• Task goal
Copy out the following lines word for word.
* start Data provided *
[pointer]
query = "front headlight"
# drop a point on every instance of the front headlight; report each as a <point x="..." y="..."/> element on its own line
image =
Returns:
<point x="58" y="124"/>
* end Data provided *
• Answer below
[pointer]
query = "front headlight"
# drop a point on every instance of the front headlight; report each as a <point x="..." y="..."/> element on its own line
image =
Returns:
<point x="58" y="124"/>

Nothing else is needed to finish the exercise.